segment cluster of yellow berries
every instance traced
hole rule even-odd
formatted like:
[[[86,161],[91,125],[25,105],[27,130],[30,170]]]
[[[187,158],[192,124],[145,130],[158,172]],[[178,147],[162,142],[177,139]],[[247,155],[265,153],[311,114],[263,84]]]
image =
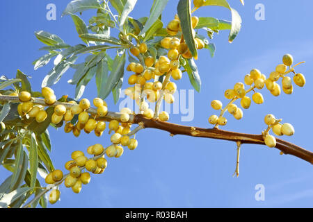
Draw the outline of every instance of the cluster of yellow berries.
[[[294,72],[294,67],[291,67],[293,63],[293,58],[289,54],[286,54],[282,58],[283,64],[279,64],[275,69],[266,78],[264,74],[262,74],[259,69],[253,69],[250,71],[250,74],[247,74],[244,77],[244,83],[249,86],[248,89],[245,89],[245,84],[243,83],[237,83],[234,85],[233,89],[227,89],[224,96],[226,99],[230,99],[230,103],[223,109],[222,102],[218,100],[214,100],[211,102],[211,106],[214,110],[221,110],[219,117],[217,115],[211,115],[209,118],[209,123],[216,126],[224,126],[227,123],[227,119],[223,117],[224,112],[227,110],[236,119],[241,119],[243,117],[243,110],[233,103],[237,100],[241,99],[240,105],[243,109],[248,109],[251,105],[251,99],[246,94],[253,91],[254,94],[252,96],[252,100],[257,104],[262,104],[264,103],[263,95],[259,92],[256,92],[255,89],[262,89],[266,87],[271,93],[278,96],[280,94],[280,86],[276,83],[280,78],[282,78],[282,89],[283,91],[290,94],[292,93],[293,87],[291,78],[286,75],[290,72]],[[301,62],[300,62],[301,63]],[[289,69],[287,71],[287,67]],[[294,82],[298,86],[303,87],[305,84],[305,78],[301,74],[295,74],[294,76]]]
[[[264,117],[264,122],[268,126],[268,128],[262,132],[264,142],[268,147],[275,147],[276,146],[276,139],[268,134],[268,131],[271,129],[273,133],[278,136],[283,135],[291,136],[294,134],[294,128],[291,124],[286,123],[280,123],[281,119],[276,119],[274,115],[268,114]]]

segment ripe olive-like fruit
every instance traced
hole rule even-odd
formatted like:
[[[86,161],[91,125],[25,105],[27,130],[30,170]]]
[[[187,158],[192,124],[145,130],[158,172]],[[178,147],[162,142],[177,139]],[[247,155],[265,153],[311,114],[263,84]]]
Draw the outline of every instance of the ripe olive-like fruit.
[[[58,189],[52,189],[49,194],[49,202],[54,204],[60,198],[61,192]]]
[[[28,102],[31,99],[31,95],[26,91],[22,91],[19,94],[19,101],[22,102]]]
[[[56,169],[52,172],[52,178],[54,181],[60,181],[63,178],[63,173],[61,170]]]
[[[276,139],[270,135],[265,137],[264,142],[268,147],[275,147],[276,146]]]
[[[216,124],[218,121],[218,117],[216,115],[211,115],[209,117],[209,123],[211,124]]]
[[[281,132],[283,135],[287,136],[292,136],[294,134],[294,128],[291,124],[286,123],[282,124]]]

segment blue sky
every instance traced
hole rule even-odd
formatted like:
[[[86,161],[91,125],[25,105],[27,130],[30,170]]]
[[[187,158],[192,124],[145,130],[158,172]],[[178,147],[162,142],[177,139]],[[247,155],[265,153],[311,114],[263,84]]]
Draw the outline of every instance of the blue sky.
[[[178,1],[170,0],[163,14],[164,24],[174,17]],[[196,61],[202,82],[200,93],[195,92],[194,119],[181,122],[181,114],[172,114],[170,121],[188,126],[211,127],[208,117],[217,114],[211,107],[213,99],[223,103],[226,89],[243,81],[250,69],[257,68],[268,76],[281,63],[284,53],[294,56],[296,62],[306,63],[296,68],[303,73],[307,84],[303,88],[294,86],[294,93],[282,92],[273,96],[267,90],[261,92],[264,103],[252,103],[243,111],[243,118],[237,121],[228,113],[227,125],[223,129],[260,134],[265,128],[264,117],[272,113],[283,122],[291,123],[296,130],[292,137],[283,139],[312,150],[312,124],[310,112],[313,78],[311,75],[313,58],[313,31],[310,28],[313,15],[310,1],[230,1],[241,15],[242,28],[232,44],[228,43],[228,31],[214,35],[210,40],[216,44],[216,56],[211,58],[207,51],[200,51]],[[0,9],[1,60],[0,74],[13,78],[17,69],[31,75],[33,89],[39,91],[45,76],[53,63],[33,70],[31,62],[43,55],[38,49],[43,44],[33,32],[44,30],[55,33],[70,44],[81,43],[70,17],[61,17],[69,1],[5,1]],[[302,3],[305,2],[305,3]],[[56,6],[56,21],[46,19],[46,6]],[[152,1],[138,0],[131,16],[148,16]],[[265,20],[255,19],[255,6],[265,6]],[[87,22],[93,12],[83,14]],[[218,7],[204,7],[197,16],[230,19],[228,10]],[[67,83],[73,70],[69,70],[53,87],[57,96],[74,96],[74,87]],[[129,73],[126,74],[129,76]],[[177,83],[179,89],[192,89],[186,74]],[[123,87],[125,88],[126,87]],[[96,97],[95,80],[89,83],[83,97]],[[111,96],[106,101],[110,110],[118,111]],[[238,103],[237,103],[238,104]],[[91,144],[109,145],[109,136],[102,137],[82,133],[79,138],[65,135],[63,128],[49,128],[52,141],[51,158],[57,169],[65,171],[64,164],[75,150],[86,152]],[[177,135],[154,129],[140,131],[136,139],[138,147],[125,150],[120,158],[109,159],[109,166],[102,175],[92,175],[90,183],[83,186],[79,194],[64,186],[60,187],[61,201],[51,207],[313,207],[313,171],[307,162],[290,155],[280,155],[279,151],[264,146],[244,144],[240,160],[240,176],[232,178],[236,161],[234,142],[211,139],[199,139]],[[8,176],[0,169],[0,182]],[[255,198],[255,186],[265,187],[265,200]]]

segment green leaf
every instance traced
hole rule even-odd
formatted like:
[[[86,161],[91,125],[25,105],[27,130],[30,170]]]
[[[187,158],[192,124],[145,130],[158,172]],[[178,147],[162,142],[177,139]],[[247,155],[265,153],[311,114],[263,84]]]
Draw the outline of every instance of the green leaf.
[[[147,41],[151,37],[152,37],[155,33],[163,27],[163,22],[160,19],[157,19],[151,27],[145,32],[145,37],[143,38],[143,42]]]
[[[76,31],[79,35],[88,33],[88,29],[87,28],[87,26],[83,19],[81,19],[79,16],[73,14],[71,15],[71,17],[73,19],[74,24],[75,24]],[[88,43],[88,41],[86,40],[83,38],[81,38],[81,40],[86,44]]]
[[[113,96],[115,104],[116,104],[116,103],[118,101],[118,99],[120,99],[120,94],[122,91],[121,89],[122,85],[123,85],[123,78],[122,77],[121,78],[120,78],[118,85],[116,85],[116,86],[112,90],[112,94]]]
[[[16,78],[19,78],[20,80],[22,80],[22,89],[23,91],[31,92],[31,83],[29,83],[27,78],[27,76],[23,74],[19,69],[17,69]]]
[[[168,0],[156,0],[154,3],[152,8],[151,9],[150,16],[145,22],[143,29],[141,31],[139,35],[143,35],[145,33],[150,27],[156,22],[160,15],[164,10]]]
[[[100,96],[104,90],[106,80],[108,78],[109,67],[106,60],[102,59],[98,62],[96,71],[96,85],[98,97]]]
[[[8,115],[10,110],[10,103],[6,103],[2,107],[2,110],[0,112],[0,123],[2,122]]]
[[[35,187],[37,179],[37,170],[38,169],[38,155],[37,151],[37,143],[35,135],[33,133],[31,136],[31,146],[29,146],[29,171],[31,173],[30,187]]]
[[[185,68],[188,76],[189,76],[190,83],[193,86],[193,88],[197,90],[198,92],[200,92],[201,89],[201,80],[195,61],[193,58],[185,60],[186,62],[184,66],[184,68]]]
[[[232,42],[241,28],[241,18],[238,12],[230,6],[225,0],[210,0],[204,2],[203,6],[216,6],[228,8],[232,13],[232,28],[230,29],[228,41]]]
[[[87,33],[81,34],[79,35],[79,37],[89,41],[109,42],[116,45],[120,45],[121,44],[120,41],[117,38],[111,36],[108,37],[105,34]]]
[[[95,8],[101,8],[97,0],[74,0],[67,4],[62,16]]]
[[[64,44],[64,41],[58,35],[45,32],[44,31],[35,32],[35,35],[40,42],[48,46]]]
[[[211,17],[199,17],[199,22],[195,29],[201,28],[203,27],[214,29],[218,27],[218,19],[216,19],[216,18]]]
[[[116,55],[112,67],[113,70],[107,78],[105,87],[103,87],[103,90],[101,91],[99,95],[101,99],[104,99],[106,98],[112,89],[116,86],[120,79],[124,76],[125,62],[126,53],[125,51],[122,56]]]
[[[36,70],[38,68],[40,68],[50,62],[50,60],[54,57],[58,55],[57,53],[51,53],[49,54],[46,54],[38,58],[34,65],[33,69]]]
[[[111,4],[118,11],[118,13],[120,15],[123,12],[124,5],[120,0],[109,0]]]
[[[125,23],[126,19],[128,15],[133,10],[134,7],[135,7],[137,0],[127,0],[124,6],[123,11],[120,17],[120,29],[123,29],[124,24]]]
[[[64,73],[70,67],[70,65],[75,62],[77,59],[77,56],[73,56],[66,60],[61,61],[45,77],[41,87],[51,86],[58,82]]]
[[[197,57],[195,38],[191,26],[191,10],[190,0],[179,0],[177,5],[177,14],[180,19],[184,39],[193,57]]]
[[[6,80],[1,84],[0,84],[0,90],[4,89],[5,87],[18,82],[21,82],[22,80],[20,78],[13,78],[8,80]]]
[[[8,205],[10,205],[12,203],[17,200],[22,195],[25,194],[29,190],[31,190],[31,187],[21,187],[13,190],[10,193],[8,194],[4,194],[2,198],[0,199],[0,207],[1,208],[6,208]]]

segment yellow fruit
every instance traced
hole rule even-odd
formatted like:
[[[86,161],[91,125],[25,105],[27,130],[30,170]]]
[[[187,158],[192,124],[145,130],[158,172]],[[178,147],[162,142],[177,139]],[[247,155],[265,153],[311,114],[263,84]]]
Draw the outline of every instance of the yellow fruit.
[[[294,76],[294,82],[296,85],[300,87],[303,87],[305,84],[305,78],[301,74],[296,74]]]
[[[73,178],[79,178],[81,176],[81,169],[78,166],[73,166],[70,169],[70,173]]]
[[[275,121],[276,121],[276,119],[275,119],[274,115],[273,115],[271,114],[268,114],[264,117],[264,123],[265,123],[265,124],[268,125],[268,126],[273,125]]]
[[[257,78],[255,80],[255,85],[259,89],[263,89],[263,87],[264,87],[264,80],[262,78]]]
[[[172,78],[175,80],[178,80],[182,78],[182,74],[179,69],[172,69],[171,71]]]
[[[131,139],[128,148],[130,150],[134,150],[138,146],[138,141],[136,139]]]
[[[162,40],[161,40],[161,45],[165,49],[170,49],[170,41],[172,41],[172,38],[170,37],[166,37]]]
[[[51,204],[56,203],[60,198],[60,191],[58,189],[52,189],[49,194],[49,202]]]
[[[211,102],[211,106],[216,110],[220,110],[222,108],[222,102],[219,100],[214,100]]]
[[[99,155],[103,153],[104,148],[100,144],[97,144],[93,146],[91,152],[95,155]]]
[[[72,190],[73,191],[73,192],[79,194],[81,190],[81,181],[80,180],[77,180],[74,186],[72,187]]]
[[[237,111],[238,107],[236,104],[232,103],[230,105],[228,105],[227,111],[231,114],[234,114]]]
[[[37,113],[36,115],[36,121],[38,123],[42,123],[45,120],[46,120],[47,117],[48,117],[48,114],[45,110],[40,110],[38,113]]]
[[[261,78],[261,71],[257,69],[253,69],[250,71],[250,76],[255,80]]]
[[[159,114],[159,119],[161,121],[168,121],[170,119],[170,116],[167,112],[162,111]]]
[[[90,174],[88,172],[85,172],[81,174],[79,180],[84,185],[87,185],[90,181]]]
[[[58,124],[62,119],[63,119],[63,116],[58,116],[55,112],[54,112],[51,117],[51,122],[54,124]]]
[[[81,151],[76,151],[72,153],[71,157],[72,159],[75,160],[76,158],[77,158],[81,155],[84,155],[83,153]]]
[[[139,51],[141,53],[145,53],[147,52],[147,46],[145,42],[143,42],[139,45]]]
[[[280,77],[280,74],[277,71],[272,71],[268,77],[273,82],[277,81]]]
[[[211,115],[209,117],[209,123],[211,124],[216,124],[218,121],[218,117],[216,115]]]
[[[76,163],[74,160],[70,160],[67,161],[65,164],[65,167],[67,170],[70,170],[72,167],[76,166]]]
[[[59,169],[56,169],[52,172],[52,178],[54,181],[60,181],[63,178],[63,173]]]
[[[293,62],[294,58],[292,58],[292,56],[290,54],[284,55],[284,56],[282,57],[282,63],[284,63],[285,65],[288,67],[291,66]]]
[[[70,108],[72,115],[75,115],[83,112],[83,109],[78,105],[74,105]]]
[[[77,182],[77,180],[78,179],[76,177],[69,175],[66,177],[65,180],[64,180],[64,185],[66,187],[72,187]]]
[[[49,95],[45,97],[45,103],[47,105],[52,105],[56,101],[56,97],[54,94]]]
[[[115,146],[116,146],[115,145],[111,145],[106,148],[106,154],[108,156],[108,157],[113,157],[115,156],[116,153],[118,153]]]
[[[47,175],[46,178],[45,179],[45,181],[48,185],[51,185],[56,182],[54,181],[54,178],[52,176],[52,173],[49,173],[48,175]]]
[[[237,111],[236,111],[235,114],[233,116],[236,119],[241,119],[243,116],[242,110],[238,108]]]
[[[273,96],[278,96],[279,95],[280,95],[280,86],[276,83],[274,83],[274,88],[272,91],[270,92]]]
[[[225,126],[227,123],[227,119],[224,117],[220,117],[218,119],[218,123],[220,126]]]
[[[86,162],[85,168],[90,172],[93,172],[97,169],[97,162],[93,160],[88,160]]]
[[[80,155],[80,156],[77,157],[74,160],[75,160],[76,164],[78,166],[85,166],[86,162],[88,160],[88,159],[86,156]]]
[[[236,93],[234,89],[227,89],[224,93],[224,96],[227,99],[232,99],[236,96]]]
[[[259,92],[256,92],[252,95],[252,100],[257,104],[262,104],[264,101],[262,94]]]
[[[54,91],[49,87],[43,87],[41,89],[41,94],[44,97],[47,97],[54,94]]]
[[[28,113],[33,109],[33,103],[31,101],[22,103],[22,110],[24,113]]]
[[[138,49],[136,46],[132,46],[131,48],[130,48],[129,51],[130,51],[131,53],[135,56],[139,56],[139,53],[141,53],[141,51],[139,50],[139,49]]]
[[[275,71],[278,73],[283,74],[287,71],[287,66],[284,64],[279,64],[276,67]]]
[[[265,137],[264,142],[268,147],[275,147],[276,146],[276,139],[270,135]]]
[[[22,102],[28,102],[31,99],[31,95],[26,91],[22,91],[19,94],[19,101]]]
[[[244,96],[240,101],[240,105],[241,105],[243,109],[248,109],[251,105],[251,99],[248,96]]]
[[[154,59],[153,58],[152,56],[147,56],[146,58],[145,58],[145,65],[147,67],[152,67],[154,63]]]
[[[118,144],[120,143],[120,138],[122,137],[122,135],[120,133],[114,133],[111,137],[111,142],[113,144]]]
[[[283,135],[287,136],[292,136],[294,134],[294,128],[291,124],[286,123],[282,124],[281,132]]]
[[[282,136],[282,126],[280,123],[275,124],[272,128],[273,133],[278,136]]]
[[[116,146],[116,155],[115,155],[115,157],[116,158],[118,158],[119,157],[120,157],[123,153],[124,153],[124,149],[122,146]]]

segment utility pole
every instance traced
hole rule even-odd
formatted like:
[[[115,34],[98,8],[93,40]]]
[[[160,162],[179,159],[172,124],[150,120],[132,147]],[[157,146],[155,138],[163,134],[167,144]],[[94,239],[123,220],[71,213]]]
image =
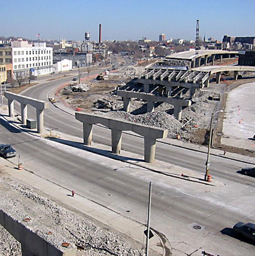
————————
[What you are asked to do]
Gather every line in the listing above that contains the word "Draw", and copy each one out in full.

[Output of the exercise]
Draw the outline of every instance of the cluster of yellow berries.
Draw the outline of every instance of the ripe olive-like fruit.
Draw the outline of every instance of the blue sky.
Draw the outline of every instance of the green leaf.
Draw the outline of every instance of the yellow fruit.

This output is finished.